KUTIPAN
FEKDI x IFSE 2025 membuktikan satu hal, yaitu dunia ekonomi dan keuangan digital ternyata nggak selalu serius dan kaku. Di Jakarta Convention Center, para tokoh penting duduk rapi membahas inklusi dan inovasi, sementara generasi muda malah uji nyali lewat Hackathon BI–OJK 2025, bikin suasana penuh energi, tawa, dan ide-ide kreatif yang bikin kita tersenyum sendiri.
Oleh sebab itu, Mahasiswa dan profesional muda ikut duduk bareng, dengan laptop terbuka, jari-jari mereka beraksi cepat seperti ninja mengetik kode. Semua demi satu tujuan, yaitu menciptakan solusi dompet digital yang bisa menjangkau seluruh masyarakat, termasuk yang belum pernah tersentuh layanan keuangan formal. Kalau mereka bisa, kita yang tiap hari cuma geser layar HP juga bisa ngerti kan?

TUGAS
A) Tolong ringkas paragraf dalam kutipan tentang FEKDI x IFSE 2025 yang diawali "FEKDI x IFSE 2025 membuktikan" menjadi daftar poin singkat. Semua fakta utamanya harus tetap ada.
B) Tuliskan lanjutan kutipan tentang FEKDI x IFSE 2025, dimulai sesudah kalimat terakhir yang ada.

BAHAN YANG DISEDIAKAN
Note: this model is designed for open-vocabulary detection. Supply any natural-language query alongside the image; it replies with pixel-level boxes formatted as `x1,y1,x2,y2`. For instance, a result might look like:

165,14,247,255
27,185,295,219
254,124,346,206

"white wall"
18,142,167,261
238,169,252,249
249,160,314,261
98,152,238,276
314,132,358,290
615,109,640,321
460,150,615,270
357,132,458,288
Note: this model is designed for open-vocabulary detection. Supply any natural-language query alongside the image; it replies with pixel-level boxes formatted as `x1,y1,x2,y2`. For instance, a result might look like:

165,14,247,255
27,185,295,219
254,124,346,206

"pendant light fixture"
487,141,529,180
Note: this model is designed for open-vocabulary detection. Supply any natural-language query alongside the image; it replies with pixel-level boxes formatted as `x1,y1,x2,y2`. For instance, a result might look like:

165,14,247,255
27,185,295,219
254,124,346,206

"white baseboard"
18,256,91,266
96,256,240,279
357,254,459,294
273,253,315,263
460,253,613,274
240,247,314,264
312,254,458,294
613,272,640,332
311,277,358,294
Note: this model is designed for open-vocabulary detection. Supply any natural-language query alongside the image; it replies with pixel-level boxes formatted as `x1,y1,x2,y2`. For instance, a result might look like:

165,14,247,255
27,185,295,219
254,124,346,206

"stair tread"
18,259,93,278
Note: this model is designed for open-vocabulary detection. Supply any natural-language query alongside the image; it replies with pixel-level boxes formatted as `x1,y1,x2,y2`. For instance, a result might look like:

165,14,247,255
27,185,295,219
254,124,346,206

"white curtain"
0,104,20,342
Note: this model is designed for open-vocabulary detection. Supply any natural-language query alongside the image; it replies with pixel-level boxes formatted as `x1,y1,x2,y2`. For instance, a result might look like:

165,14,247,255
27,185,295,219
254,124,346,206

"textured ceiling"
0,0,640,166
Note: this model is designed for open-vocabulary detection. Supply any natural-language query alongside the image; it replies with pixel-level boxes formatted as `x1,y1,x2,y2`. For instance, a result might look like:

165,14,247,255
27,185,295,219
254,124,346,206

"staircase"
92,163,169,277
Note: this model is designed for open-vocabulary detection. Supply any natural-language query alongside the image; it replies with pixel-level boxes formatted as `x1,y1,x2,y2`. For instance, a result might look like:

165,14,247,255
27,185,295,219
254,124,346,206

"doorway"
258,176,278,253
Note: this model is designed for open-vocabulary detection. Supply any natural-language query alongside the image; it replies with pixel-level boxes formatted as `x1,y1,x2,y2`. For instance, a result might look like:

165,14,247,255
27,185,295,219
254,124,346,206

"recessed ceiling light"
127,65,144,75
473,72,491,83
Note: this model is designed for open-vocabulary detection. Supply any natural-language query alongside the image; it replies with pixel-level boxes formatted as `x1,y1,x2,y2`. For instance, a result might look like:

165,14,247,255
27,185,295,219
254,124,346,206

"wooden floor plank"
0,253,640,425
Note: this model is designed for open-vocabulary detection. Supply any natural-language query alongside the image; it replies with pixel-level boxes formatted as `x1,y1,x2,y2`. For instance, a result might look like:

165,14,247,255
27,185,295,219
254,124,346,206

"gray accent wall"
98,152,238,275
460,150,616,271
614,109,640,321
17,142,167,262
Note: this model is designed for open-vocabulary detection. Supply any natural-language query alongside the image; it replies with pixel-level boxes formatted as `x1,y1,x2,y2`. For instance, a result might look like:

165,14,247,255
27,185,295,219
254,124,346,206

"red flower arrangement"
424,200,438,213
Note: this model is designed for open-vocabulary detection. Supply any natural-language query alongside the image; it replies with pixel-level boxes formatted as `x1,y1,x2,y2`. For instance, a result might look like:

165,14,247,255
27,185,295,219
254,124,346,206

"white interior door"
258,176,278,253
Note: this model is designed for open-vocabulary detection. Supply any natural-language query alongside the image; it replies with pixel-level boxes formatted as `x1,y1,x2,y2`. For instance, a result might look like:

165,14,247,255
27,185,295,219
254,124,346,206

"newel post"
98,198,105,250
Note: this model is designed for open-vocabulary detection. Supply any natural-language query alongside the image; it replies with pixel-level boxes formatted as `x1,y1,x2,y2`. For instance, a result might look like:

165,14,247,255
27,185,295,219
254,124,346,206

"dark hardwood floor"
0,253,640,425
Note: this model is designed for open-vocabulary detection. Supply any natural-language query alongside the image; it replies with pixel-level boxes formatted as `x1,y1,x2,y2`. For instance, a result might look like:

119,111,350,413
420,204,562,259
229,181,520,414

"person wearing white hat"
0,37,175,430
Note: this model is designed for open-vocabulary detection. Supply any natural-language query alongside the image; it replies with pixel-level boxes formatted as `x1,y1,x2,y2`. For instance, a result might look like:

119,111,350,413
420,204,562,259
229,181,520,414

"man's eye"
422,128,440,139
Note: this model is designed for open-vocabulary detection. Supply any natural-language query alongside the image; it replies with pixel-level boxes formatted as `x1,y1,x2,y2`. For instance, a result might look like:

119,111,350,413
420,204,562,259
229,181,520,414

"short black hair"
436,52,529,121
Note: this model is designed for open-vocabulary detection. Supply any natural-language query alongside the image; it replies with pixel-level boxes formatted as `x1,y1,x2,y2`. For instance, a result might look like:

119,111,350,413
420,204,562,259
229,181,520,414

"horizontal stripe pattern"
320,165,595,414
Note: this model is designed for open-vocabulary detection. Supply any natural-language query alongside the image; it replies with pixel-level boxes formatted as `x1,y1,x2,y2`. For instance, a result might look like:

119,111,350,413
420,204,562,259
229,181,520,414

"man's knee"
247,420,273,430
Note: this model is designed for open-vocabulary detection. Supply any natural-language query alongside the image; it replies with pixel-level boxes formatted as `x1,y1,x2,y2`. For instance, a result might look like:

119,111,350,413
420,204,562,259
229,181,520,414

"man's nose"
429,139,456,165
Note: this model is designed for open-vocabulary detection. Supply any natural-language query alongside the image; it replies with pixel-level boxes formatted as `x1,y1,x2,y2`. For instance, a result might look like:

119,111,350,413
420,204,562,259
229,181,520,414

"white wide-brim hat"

HASIL PER TUGAS
A)
- FEKDI x IFSE 2025 menunjukkan bahwa dunia ekonomi dan keuangan digital tidak selalu serius dan kaku.
- Acara berlangsung di Jakarta Convention Center.
- Para tokoh penting membahas inklusi dan inovasi.
- Generasi muda menguji nyali lewat Hackathon BI–OJK 2025 dengan suasana penuh energi, tawa, dan ide kreatif.

B)
Hasan Fawzi menekankan, transformasi digital harus inklusif, bukan bikin kesenjangan baru. Dan kalau melihat Hackathon-nya, inklusifnya terasa banget. Semua peserta, dari mahasiswa polos sampai profesional canggih, ikutan bikin solusi. Bahkan ada ide sederhana tapi brilian yang masuk kategori frugal innovation hemat sumber daya, terjangkau, tapi bisa menyentuh seluruh lapisan masyarakat. Bayangin ide sederhana tapi bermanfaat, bikin kita tersenyum sendiri sambil bilang, “Kok bisa ya mereka mikir begitu?”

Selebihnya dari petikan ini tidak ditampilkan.